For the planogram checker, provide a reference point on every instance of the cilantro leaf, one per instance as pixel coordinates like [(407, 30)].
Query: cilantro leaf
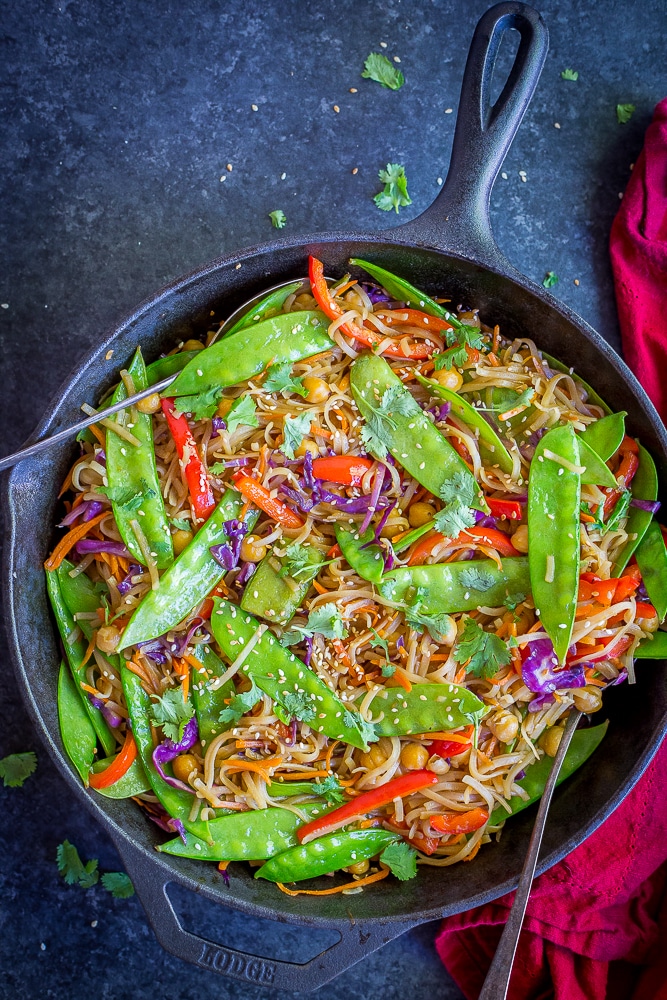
[(378, 68), (294, 430), (476, 579), (172, 713), (395, 194), (119, 884), (401, 860), (624, 113), (243, 412), (202, 406), (483, 652), (240, 705), (279, 379), (278, 218), (15, 768)]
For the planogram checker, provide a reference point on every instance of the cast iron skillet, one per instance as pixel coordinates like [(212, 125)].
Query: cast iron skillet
[(449, 247)]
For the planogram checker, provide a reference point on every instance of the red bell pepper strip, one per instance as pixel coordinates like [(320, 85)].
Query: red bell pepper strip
[(369, 338), (454, 823), (405, 784), (261, 497), (201, 494), (115, 770), (348, 470)]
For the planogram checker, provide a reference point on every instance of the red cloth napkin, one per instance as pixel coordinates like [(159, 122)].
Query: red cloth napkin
[(596, 924)]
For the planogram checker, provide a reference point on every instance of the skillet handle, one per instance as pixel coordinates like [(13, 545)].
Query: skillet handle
[(458, 220), (357, 940)]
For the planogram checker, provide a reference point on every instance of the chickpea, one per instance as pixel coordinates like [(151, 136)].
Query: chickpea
[(184, 765), (504, 726), (318, 389), (414, 756), (588, 699), (252, 549), (181, 539), (151, 404), (550, 740), (108, 638), (420, 513), (520, 538), (450, 379)]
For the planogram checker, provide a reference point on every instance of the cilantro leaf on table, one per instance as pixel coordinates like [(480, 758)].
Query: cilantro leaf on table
[(172, 713), (243, 412), (483, 652), (378, 68), (72, 868), (119, 884), (16, 767), (240, 705), (294, 431), (279, 379), (401, 860), (202, 406), (395, 194)]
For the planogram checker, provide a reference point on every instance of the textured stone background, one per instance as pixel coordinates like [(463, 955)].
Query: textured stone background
[(118, 122)]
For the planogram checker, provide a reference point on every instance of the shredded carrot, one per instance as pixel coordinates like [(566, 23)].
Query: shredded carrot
[(384, 871), (69, 540)]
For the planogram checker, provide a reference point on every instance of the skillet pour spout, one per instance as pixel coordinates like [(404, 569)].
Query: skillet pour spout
[(450, 246)]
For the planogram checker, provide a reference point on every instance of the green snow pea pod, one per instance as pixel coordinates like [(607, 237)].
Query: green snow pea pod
[(365, 559), (583, 744), (75, 651), (268, 592), (270, 304), (326, 854), (445, 588), (644, 486), (652, 560), (244, 836), (288, 336), (407, 432), (654, 648), (188, 580), (554, 496), (283, 677), (427, 708), (76, 729), (402, 290), (605, 435), (134, 487), (492, 448)]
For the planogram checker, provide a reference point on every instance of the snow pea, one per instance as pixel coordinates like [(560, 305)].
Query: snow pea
[(492, 448), (652, 560), (188, 580), (654, 648), (76, 729), (409, 435), (644, 486), (244, 836), (288, 336), (75, 651), (326, 854), (444, 588), (427, 708), (134, 487), (281, 675), (271, 303), (402, 290), (269, 595), (554, 496), (584, 743), (365, 559)]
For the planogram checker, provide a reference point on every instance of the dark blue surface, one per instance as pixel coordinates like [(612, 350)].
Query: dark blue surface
[(119, 121)]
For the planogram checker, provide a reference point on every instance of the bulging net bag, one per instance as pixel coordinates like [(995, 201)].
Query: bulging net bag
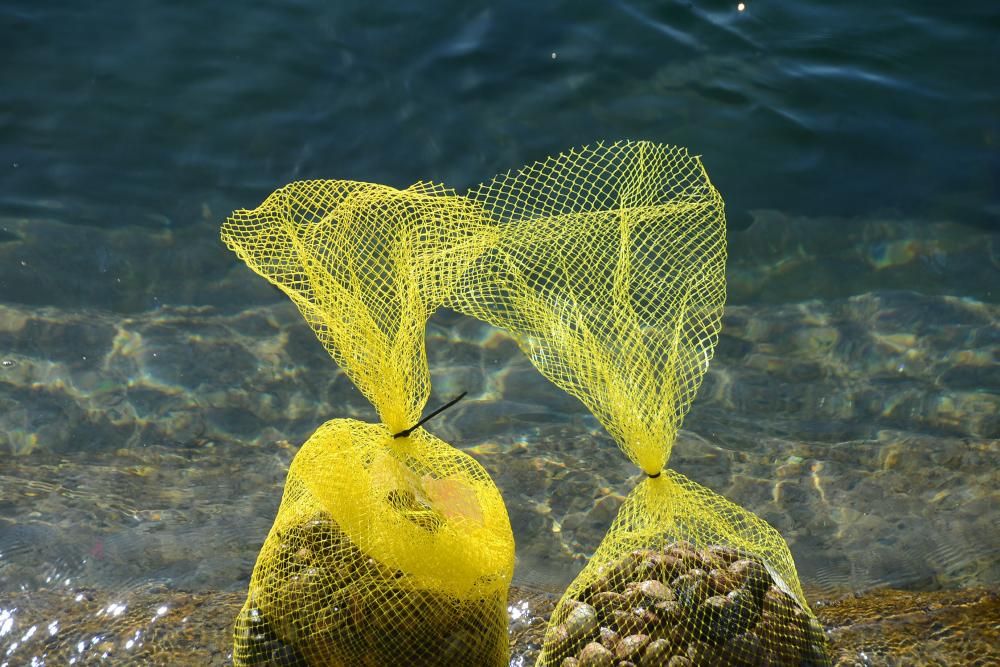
[(609, 268), (390, 547)]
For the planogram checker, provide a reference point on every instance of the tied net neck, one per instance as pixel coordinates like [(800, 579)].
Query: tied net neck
[(609, 269), (366, 265)]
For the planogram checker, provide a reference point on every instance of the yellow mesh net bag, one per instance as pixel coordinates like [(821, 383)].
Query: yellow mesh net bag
[(609, 268), (385, 550)]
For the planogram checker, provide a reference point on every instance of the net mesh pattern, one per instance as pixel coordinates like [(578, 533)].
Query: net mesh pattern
[(384, 551), (607, 264), (609, 269)]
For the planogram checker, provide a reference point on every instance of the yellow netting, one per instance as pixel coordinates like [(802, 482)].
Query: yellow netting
[(609, 268), (607, 264), (385, 551)]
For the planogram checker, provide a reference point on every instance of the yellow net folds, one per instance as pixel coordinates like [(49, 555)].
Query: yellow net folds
[(385, 550), (609, 268)]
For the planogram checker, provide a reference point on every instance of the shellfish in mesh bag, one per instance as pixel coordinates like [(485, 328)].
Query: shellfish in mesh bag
[(609, 270), (390, 547)]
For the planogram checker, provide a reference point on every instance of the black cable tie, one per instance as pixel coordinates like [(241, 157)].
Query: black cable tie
[(405, 433)]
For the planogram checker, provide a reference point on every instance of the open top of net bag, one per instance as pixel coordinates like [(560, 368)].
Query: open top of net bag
[(609, 269), (390, 546)]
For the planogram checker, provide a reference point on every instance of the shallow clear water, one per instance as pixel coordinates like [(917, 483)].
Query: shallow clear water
[(153, 391)]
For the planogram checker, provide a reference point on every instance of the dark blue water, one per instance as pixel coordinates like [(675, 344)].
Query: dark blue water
[(163, 113)]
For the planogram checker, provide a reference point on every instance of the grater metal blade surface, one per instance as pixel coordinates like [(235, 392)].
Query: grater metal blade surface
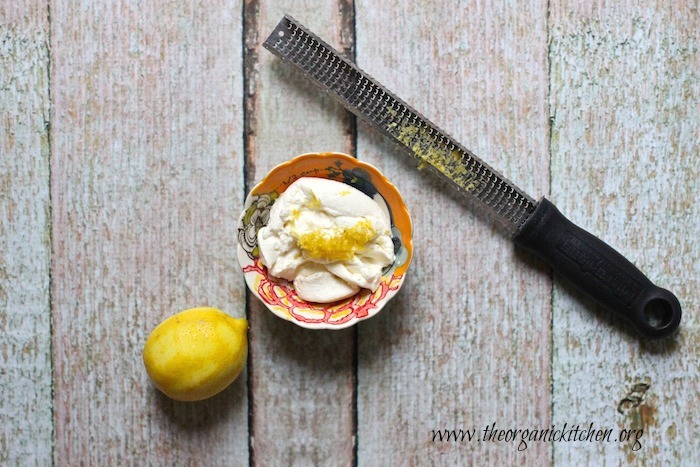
[(411, 131)]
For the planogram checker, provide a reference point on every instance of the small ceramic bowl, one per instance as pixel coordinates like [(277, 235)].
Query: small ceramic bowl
[(279, 295)]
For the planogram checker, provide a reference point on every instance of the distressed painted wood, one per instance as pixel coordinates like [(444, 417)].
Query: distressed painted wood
[(130, 133), (467, 343), (147, 185), (625, 88), (302, 381), (25, 317)]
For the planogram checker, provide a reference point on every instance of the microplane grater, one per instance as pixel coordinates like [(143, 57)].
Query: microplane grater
[(589, 263)]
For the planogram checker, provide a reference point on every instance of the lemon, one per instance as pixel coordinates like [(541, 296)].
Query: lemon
[(196, 353)]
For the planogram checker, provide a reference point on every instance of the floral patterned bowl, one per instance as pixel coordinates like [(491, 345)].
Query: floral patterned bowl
[(278, 294)]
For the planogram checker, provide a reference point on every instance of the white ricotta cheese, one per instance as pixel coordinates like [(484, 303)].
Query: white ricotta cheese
[(328, 238)]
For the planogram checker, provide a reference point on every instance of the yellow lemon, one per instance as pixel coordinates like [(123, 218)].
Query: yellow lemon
[(196, 353)]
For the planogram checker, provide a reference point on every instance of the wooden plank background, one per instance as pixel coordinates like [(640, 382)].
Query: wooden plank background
[(25, 248), (130, 133)]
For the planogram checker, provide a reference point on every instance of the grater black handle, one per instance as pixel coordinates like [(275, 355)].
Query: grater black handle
[(599, 271)]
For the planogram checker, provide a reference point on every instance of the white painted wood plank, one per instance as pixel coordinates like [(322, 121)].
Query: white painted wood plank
[(147, 186), (466, 343), (25, 316), (625, 88), (302, 381)]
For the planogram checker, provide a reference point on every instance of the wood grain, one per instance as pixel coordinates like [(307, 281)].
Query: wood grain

> **WHAT IS EXPECTED**:
Arrange every line of the entries above as a Markdown table with the columns "Row" and "Line". Number the rows in order, skip blank lines, and leave out the pictures.

> **SOLUTION**:
| Row | Line |
|---|---|
| 1 | For the planogram checker, provide a reference point on every instance of the cilantro leaf, one per instance as pixel coordinates like [(407, 30)]. |
| 2 | Query: cilantro leaf |
| 3 | [(378, 68), (294, 430), (476, 579), (172, 713), (395, 194), (119, 884), (401, 860), (624, 113), (243, 412), (202, 406), (483, 652), (240, 705), (279, 379), (278, 218), (15, 768)] |
| 4 | For the planogram checker, provide a reference point on every instance of the cast iron skillet, one per instance as pixel coordinates like [(212, 125)]. |
| 5 | Query: cast iron skillet |
| 6 | [(449, 247)] |
| 7 | For the planogram checker, provide a reference point on every instance of the red bell pepper strip, one per instance as pixel coordinates like [(320, 85)]. |
| 8 | Query: red bell pepper strip |
| 9 | [(369, 338), (454, 823), (405, 784), (261, 497), (201, 494), (115, 770), (348, 470)] |
| 10 | For the planogram checker, provide a reference point on every instance of the red cloth napkin, one per instance as pixel coordinates like [(159, 122)]. |
| 11 | Query: red cloth napkin |
| 12 | [(596, 924)] |
| 13 | For the planogram checker, provide a reference point on every instance of the skillet handle, one per instance as pixel coordinates like [(13, 545)]. |
| 14 | Query: skillet handle |
| 15 | [(458, 220), (357, 940)] |
| 16 | For the planogram checker, provide a reference point on every instance of the chickpea, one per instance as pixel coordinates like [(151, 136)]. |
| 17 | Query: chickpea |
| 18 | [(184, 765), (504, 726), (318, 389), (414, 756), (588, 699), (252, 549), (181, 539), (151, 404), (550, 740), (108, 638), (420, 513), (520, 538), (450, 379)] |
| 19 | For the planogram checker, provide a reference point on every instance of the cilantro leaf on table, one per instance as pixel coordinates like [(480, 758)]. |
| 20 | Query: cilantro leaf on table |
| 21 | [(172, 713), (243, 412), (483, 652), (378, 68), (72, 868), (119, 884), (16, 767), (240, 705), (294, 431), (279, 379), (401, 860), (202, 406), (395, 194)] |
| 22 | For the planogram checker, provide a reference point on every instance of the textured stone background, one per instance as pixel coordinates like [(463, 955)]. |
| 23 | Query: textured stone background |
| 24 | [(118, 122)] |
| 25 | For the planogram checker, provide a reference point on every instance of the shredded carrot, one per instance as pixel coordinates like [(566, 23)]. |
| 26 | Query: shredded carrot |
| 27 | [(384, 871), (69, 540)] |
| 28 | For the planogram checker, provide a reference point on every instance of the skillet pour spout, one per instance as pixel coordinates like [(404, 569)]. |
| 29 | Query: skillet pour spout |
| 30 | [(450, 246)] |
| 31 | For the planogram checker, provide a reference point on every instance of the green snow pea pod, one per instance as pixel coordinates like [(607, 237)]. |
| 32 | Query: green snow pea pod |
| 33 | [(365, 559), (583, 744), (75, 651), (268, 592), (270, 304), (326, 854), (445, 588), (644, 486), (652, 560), (244, 836), (288, 336), (407, 432), (654, 648), (188, 580), (554, 496), (283, 677), (427, 708), (76, 729), (402, 290), (605, 435), (134, 487), (492, 448)] |
| 34 | For the planogram checker, provide a reference point on every instance of the snow pea, one per instance as pixel coordinates like [(560, 305)]. |
| 35 | Query: snow pea |
| 36 | [(492, 448), (652, 560), (188, 580), (654, 648), (76, 729), (409, 435), (644, 486), (244, 836), (288, 336), (75, 651), (326, 854), (444, 588), (427, 708), (134, 487), (281, 675), (271, 303), (402, 290), (269, 595), (554, 496), (584, 743), (365, 559)] |
| 37 | For the planogram checker, provide a reference point on every instance of the dark blue surface, one per instance as pixel coordinates like [(612, 350)]. |
| 38 | Query: dark blue surface |
| 39 | [(119, 121)] |
| 40 | For the planogram checker, provide a reference point on every instance of the bulging net bag, one per instance as pixel coordinates like [(995, 201)]. |
| 41 | Query: bulging net bag |
| 42 | [(609, 268), (390, 547)] |
| 43 | For the planogram checker, provide a reference point on every instance of the tied net neck, one per instance as pixel coordinates like [(800, 579)]. |
| 44 | Query: tied net neck |
| 45 | [(609, 269), (366, 265)] |
| 46 | For the planogram checker, provide a reference point on every instance of the yellow mesh net bag, one per instance as pixel coordinates like [(821, 383)]. |
| 47 | Query: yellow mesh net bag |
| 48 | [(609, 268), (385, 550)] |
| 49 | For the planogram checker, provide a reference point on every instance of the net mesh pattern, one per instance as pixel coordinates like [(578, 533)]. |
| 50 | Query: net mesh pattern |
| 51 | [(384, 551), (607, 264), (609, 269)] |
| 52 | For the planogram checker, provide a reference point on every instance of the yellow netting, one per instance as pixel coordinates like [(802, 482)]. |
| 53 | Query: yellow netting |
| 54 | [(609, 268), (607, 264), (385, 551)] |
| 55 | For the planogram checker, provide a reference point on every instance of the yellow net folds, one per instance as pixel coordinates like [(49, 555)]. |
| 56 | Query: yellow net folds |
| 57 | [(385, 550), (609, 268)] |
| 58 | For the planogram checker, provide a reference point on every instance of the shellfish in mesh bag, one per instance as pixel coordinates like [(485, 328)]. |
| 59 | Query: shellfish in mesh bag |
| 60 | [(609, 270), (390, 547)] |
| 61 | For the planogram checker, provide a reference point on every instance of the black cable tie, one per instance as pixel coordinates like [(241, 157)]. |
| 62 | Query: black cable tie |
| 63 | [(405, 433)] |
| 64 | For the planogram checker, provide a reference point on every instance of the open top of net bag, one per instance as pixel coordinates like [(560, 368)]. |
| 65 | Query: open top of net bag |
| 66 | [(609, 269), (390, 546)] |
| 67 | For the planogram checker, provide a reference point on every instance of the shallow clear water, one per instance as pixel coordinates like [(917, 483)]. |
| 68 | Query: shallow clear water |
| 69 | [(153, 391)] |
| 70 | For the planogram checker, provide a reference point on every instance of the dark blue water, one per instance as pixel coordinates like [(675, 344)]. |
| 71 | Query: dark blue water |
| 72 | [(163, 113)] |
| 73 | For the planogram checker, provide a reference point on every instance of the grater metal blade surface, one per instance as pixel coordinates like [(235, 392)]. |
| 74 | Query: grater metal blade surface |
| 75 | [(411, 131)] |
| 76 | For the planogram checker, provide a reference point on every instance of the small ceramic bowl, one per instance as pixel coordinates like [(277, 235)]. |
| 77 | Query: small ceramic bowl |
| 78 | [(279, 295)] |
| 79 | For the planogram checker, provide a reference point on every instance of the distressed painted wood, one per instance as pixel coordinates like [(444, 417)]. |
| 80 | Query: distressed painted wood |
| 81 | [(130, 133), (467, 343), (147, 185), (625, 88), (302, 381), (25, 317)] |
| 82 | For the planogram checker, provide a reference point on every instance of the microplane grater, one per instance as pixel coordinates like [(143, 57)]. |
| 83 | Query: microplane grater |
| 84 | [(589, 263)] |
| 85 | For the planogram checker, provide a reference point on every instance of the lemon, one per instance as pixel coordinates like [(541, 296)]. |
| 86 | Query: lemon |
| 87 | [(196, 353)] |
| 88 | For the planogram checker, provide a reference point on every instance of the floral patterned bowl, one per instance as pixel coordinates like [(491, 345)]. |
| 89 | Query: floral patterned bowl |
| 90 | [(278, 294)] |
| 91 | For the planogram checker, provide a reference point on every instance of the white ricotta cheese, one per instance as pixel coordinates like [(484, 303)]. |
| 92 | Query: white ricotta cheese |
| 93 | [(328, 238)] |
| 94 | For the planogram checker, provide a reference point on every instance of the yellow lemon, one per instance as pixel coordinates like [(123, 218)]. |
| 95 | Query: yellow lemon |
| 96 | [(196, 353)] |
| 97 | For the planogram checker, provide a reference point on every instance of the wooden plank background, one per instance as pixel coordinates like [(640, 382)]. |
| 98 | Query: wooden plank background |
| 99 | [(25, 248), (130, 133)] |
| 100 | For the planogram checker, provide a reference point on every instance of the grater black handle, one per instance as pixel coordinates like [(275, 355)]. |
| 101 | Query: grater black handle |
| 102 | [(599, 271)] |
| 103 | For the planogram checker, provide a reference point on every instance of the white painted wood plank, one per instance as pixel coordinates like [(322, 121)]. |
| 104 | Query: white painted wood plank |
| 105 | [(147, 186), (466, 343), (25, 316), (625, 88), (302, 381)] |
| 106 | For the planogram checker, provide a reference point on every instance of the wood grain, one per instance as pixel coordinates like [(307, 281)]. |
| 107 | Query: wood grain |